* START Article *

As a striking example he mentions the inflections of the verbs. At Moreton Bay the verbs have far more inflections than the verbs in the Hebrew language. They can be conjugated reflexively, reciprocally, frequentatively, causatively, and permissively. They have not only indicative, imperative, and subjunctive, past, present, and future, expressed by definite inflectional endings, but each one of these endings may assume distinct shades of meaning expressed by different inflections. The imperfect of the verb to speak (goal) has not only a form which means “spoke,” but forms which mean “spoke to-day,” “spoke yesterday,” “spoke some days ago,” etc. The same is the case with the future. There are three imperatives: (1) speak; (2) thou shalt speak (emphatic); (3) speak if you can, or if you dare (ironical). The nouns are regularly inflected by suffixes; ngu means of, go to, da in, di from, kunda with, etc. The pronouns have both dual and plural form: ngaia I, ngulle we two, you and I; ngullina (comp. Herbert river, allingpa) we two, he and I, etc. This complicated syntax is found in many tribes, though they may have widely different languages.

Mr. E. M. Curr, of Melbourne, has recently in a great and very meritorious work, The Australian Race, pointed out a most striking resemblance between the languages of the Australian blacks and those of the African negroes. His opinion is that the Australian natives are descended from the African negroes by a cross with some other race. He admits that the Australian blacks look quite different from the natives of Africa, but he shows that the customs, the superstitions, and above all the languages, agree in many respects in a most remarkable manner. He points out the striking fact that while the Papuan and the Australian languages are almost totally different, still many of the words used by the Australian blacks are almost identical with those employed by the negroes of Africa.

The language of the natives on Herbert river is imperative and brief. A single word frequently expresses a whole sentence. “Will you go with me?” is expressed simply by the interrogation nginta? (thou?), and the answer, “I will stay where I am,” by karri ngipa (I remain). “I will go home,” ngipa míttago (literally, I in respect to the hut).

The suffix go literally means “with regard to,” and is usually added to nouns to give them a verbal meaning, but it is also sometimes added to verbs. The question Wainta Morbora?—that is, “Where is Morbora?”—can be answered by saying only títyengo (he has gone hunting títyen) (wallaby), (literally, with respect to wallaby); or, for example, mittago he is at home (literally, with regard to the hut). Mottaigo means “he is eating” (literally, with regard to eating). “Throw him into the water,” is expressed simply by ngallogo. As is evident, this is a very convenient suffix, as it saves a number of moods and tenses. It may also be used to express the genitive—for example, toolgil tomoberogo, the bones of the ox.

There frequently is no difference between nouns, verbs, and adjectives. Kola means wrath, angry, and to get angry. Poka means smell, to smell, and rotten; oito means a jest, and to jest.

* END Article *
* START Records provided *

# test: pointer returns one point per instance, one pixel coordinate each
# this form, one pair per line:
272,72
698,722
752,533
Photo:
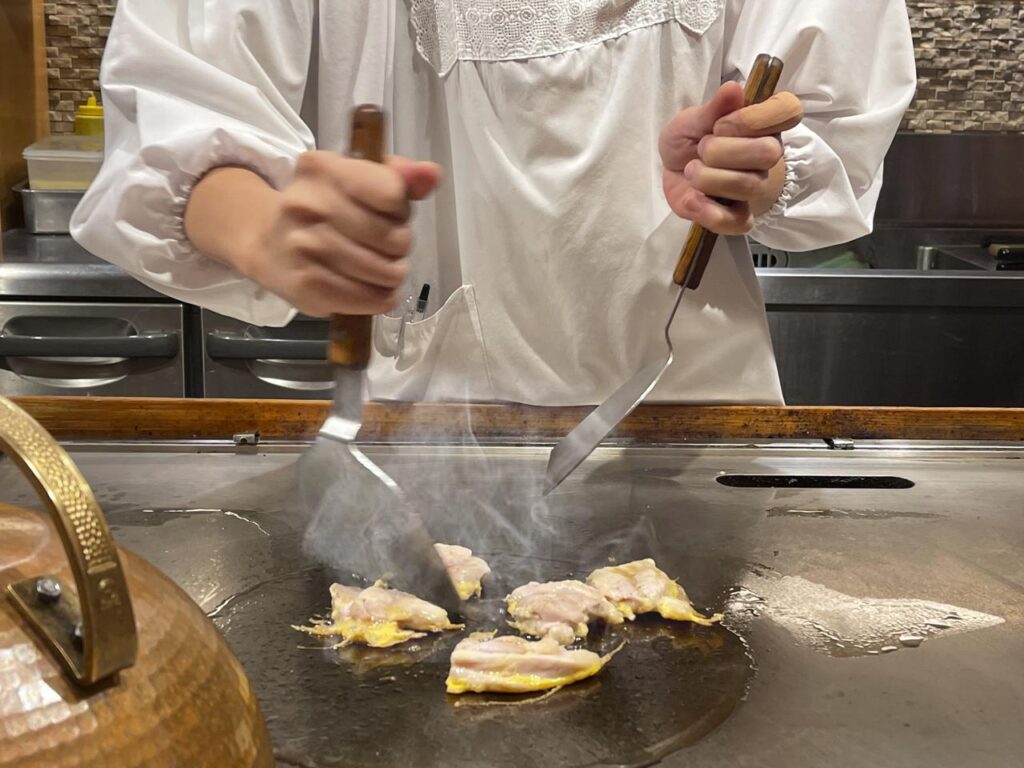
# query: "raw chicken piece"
483,663
559,610
640,587
379,616
465,570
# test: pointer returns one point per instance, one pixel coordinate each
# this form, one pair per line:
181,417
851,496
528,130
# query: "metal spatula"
578,444
361,522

* END Records provided *

In the text on Australian languages, what is the literal meaning of the suffix go?

It literally means "with regard to."